■ **Quoted text**:

==============================

Fossils from the day the dinosaurs died

66 million years ago an asteroid that was several miles in size impacted near the Gulf of Mexico in Chicxulub. The consequence for everything living was utterly devastating, we can see fossils for everything that thrived below the KT boundary and observe that it is all gone above that layer.

That was a day that had planet-wide consequences.

What is new, and this is very big news, is that a relatively unknown PhD candidate named Robert DePalma has found a massive fossil deposit that was was laid down on the actual impact day.

A seismically induced onshore surge deposit at the KPg boundary, North Dakota

He has published what will no doubt be the first of many papers that describes the insights gained from the newly discovered find at Tanis in North Dakota. The initial paper just published explains …

Emplaced immediately (minutes to hours) after impact, Tanis provides a postimpact “snapshot,” including ejecta accretion and faunal mass death, advancing our understanding of the immediate effects of the Chicxulub impact. Moreover, we demonstrate that the depositional event, calculated to have coincided with the arrival of seismic waves from Chicxulub, likely resulted from a seismically coupled local seiche.

The Tanis site is quite literally the moment of impact, and for a paleontologist, that’s a huge deal.

Finding palaeontology gold

The actual discovery was quite accidental. Within a very comprehensive article published in the New Yorker we learn how it all came about …

In 2012, while looking for a new pond deposit, he heard that a private collector had stumbled upon an unusual site on a cattle ranch near Bowman, North Dakota. (Much of the Hell Creek land is privately owned, and ranchers will sell digging rights to whoever will pay decent money, paleontologists and commercial fossil collectors alike.) The collector felt that the site, a three-foot-deep layer exposed at the surface, was a bust: it was packed with fish fossils, but they were so delicate that they crumbled into tiny flakes as soon as they met the air. The fish were encased in layers of damp, cracked mud and sand that had never solidified; it was so soft that it could be dug with a shovel or pulled apart by hand. In July, 2012, the collector showed DePalma the site and told him that he was welcome to it.

“I was immediately very disappointed,” DePalma told me.

==============================

■ **Rows**:
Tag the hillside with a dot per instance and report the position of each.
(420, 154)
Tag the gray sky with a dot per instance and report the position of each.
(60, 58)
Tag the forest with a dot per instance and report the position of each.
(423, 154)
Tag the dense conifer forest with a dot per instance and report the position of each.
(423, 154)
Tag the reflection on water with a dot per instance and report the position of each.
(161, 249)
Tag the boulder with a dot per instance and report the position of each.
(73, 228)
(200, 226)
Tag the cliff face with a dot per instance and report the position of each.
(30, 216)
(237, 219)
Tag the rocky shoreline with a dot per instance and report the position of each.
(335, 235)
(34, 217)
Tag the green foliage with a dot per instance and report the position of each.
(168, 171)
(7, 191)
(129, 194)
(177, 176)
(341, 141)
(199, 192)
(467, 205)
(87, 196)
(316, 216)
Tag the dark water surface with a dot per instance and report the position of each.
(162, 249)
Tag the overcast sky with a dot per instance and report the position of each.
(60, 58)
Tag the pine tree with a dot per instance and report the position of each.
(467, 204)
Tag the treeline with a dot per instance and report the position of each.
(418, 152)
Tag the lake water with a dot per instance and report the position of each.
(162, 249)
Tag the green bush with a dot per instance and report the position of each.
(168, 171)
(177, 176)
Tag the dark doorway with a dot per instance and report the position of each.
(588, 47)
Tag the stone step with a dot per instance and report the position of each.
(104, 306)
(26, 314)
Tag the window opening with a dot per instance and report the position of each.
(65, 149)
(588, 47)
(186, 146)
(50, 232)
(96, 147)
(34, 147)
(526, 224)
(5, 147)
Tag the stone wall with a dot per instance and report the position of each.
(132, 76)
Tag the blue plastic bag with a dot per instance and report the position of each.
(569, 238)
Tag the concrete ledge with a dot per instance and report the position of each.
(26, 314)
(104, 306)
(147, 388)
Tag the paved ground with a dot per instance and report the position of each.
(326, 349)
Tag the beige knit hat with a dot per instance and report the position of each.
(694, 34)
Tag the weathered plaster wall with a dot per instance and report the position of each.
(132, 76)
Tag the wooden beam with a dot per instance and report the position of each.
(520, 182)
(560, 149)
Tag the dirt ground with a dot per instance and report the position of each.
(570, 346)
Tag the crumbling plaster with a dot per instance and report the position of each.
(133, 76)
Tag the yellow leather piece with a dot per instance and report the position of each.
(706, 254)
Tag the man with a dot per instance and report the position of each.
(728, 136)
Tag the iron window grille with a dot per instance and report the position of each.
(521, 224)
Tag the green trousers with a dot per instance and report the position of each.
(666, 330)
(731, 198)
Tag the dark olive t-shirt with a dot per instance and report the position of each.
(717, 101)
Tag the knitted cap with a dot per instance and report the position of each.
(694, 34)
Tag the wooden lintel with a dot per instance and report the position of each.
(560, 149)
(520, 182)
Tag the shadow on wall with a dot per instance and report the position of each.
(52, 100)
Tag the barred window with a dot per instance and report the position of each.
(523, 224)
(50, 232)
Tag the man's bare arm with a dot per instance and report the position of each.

==============================

■ **What to work on**: In the text on fossils from the day the dinosaurs died, near what town was the site the private collector showed DePalma?

■ **Answer**: Bowman, North Dakota.